» **YOUR GOAL**: Copy the records below exactly as they are written.

» **Records excerpted from a collection**:
· · · · ·
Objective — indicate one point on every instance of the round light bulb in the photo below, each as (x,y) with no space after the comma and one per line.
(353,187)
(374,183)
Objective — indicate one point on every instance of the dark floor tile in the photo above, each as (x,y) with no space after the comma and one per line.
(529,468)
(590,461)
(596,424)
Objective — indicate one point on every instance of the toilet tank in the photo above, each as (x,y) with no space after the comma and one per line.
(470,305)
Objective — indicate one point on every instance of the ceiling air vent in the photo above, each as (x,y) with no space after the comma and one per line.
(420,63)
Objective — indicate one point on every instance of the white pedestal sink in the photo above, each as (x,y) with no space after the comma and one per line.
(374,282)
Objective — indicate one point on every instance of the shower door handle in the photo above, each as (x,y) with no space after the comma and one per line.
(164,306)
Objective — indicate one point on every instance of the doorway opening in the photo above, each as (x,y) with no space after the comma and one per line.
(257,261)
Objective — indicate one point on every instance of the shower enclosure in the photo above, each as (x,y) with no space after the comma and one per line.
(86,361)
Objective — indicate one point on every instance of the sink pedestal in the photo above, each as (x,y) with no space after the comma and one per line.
· · · · ·
» **RESPONSE AREA**:
Objective — indicate one point on every instance of the round light bulb in the photo below, each as (x,y) with no space after the comma and one per line.
(353,187)
(374,183)
Objective — indicate one point on every instance of the dark floor tile in the photo above, each as (x,y) with no space after the comma and one per line.
(529,468)
(590,461)
(596,424)
Objective — indicate one point on every instance of the toilet tank in the photo above, each as (x,y) with no space after the comma and one per line.
(470,305)
Objective — indicate one point on every instance of the ceiling air vent in the photo above, each as (x,y) with no space after the comma and one per line.
(420,63)
Objective — indicate one point on every instance of the white pedestal sink in the photo above, each as (x,y) with no space after the comma and one per line.
(374,282)
Objective — indicate one point on every instance of the shower door handle in the photo above, each as (x,y) with no space after the comma and one per line.
(164,306)
Objective — indicate one point on every instance of the doorway opening in the photo above, each as (x,y) with no space after the comma and one per line.
(257,261)
Objective — indicate one point on every instance of the shower enclosure in the photo above, each as (x,y) with no space after the comma and one per line.
(86,361)
Objective — indicate one point on every instance of the sink pedestal in the photo above, each as (x,y) with no space after the comma and one per line.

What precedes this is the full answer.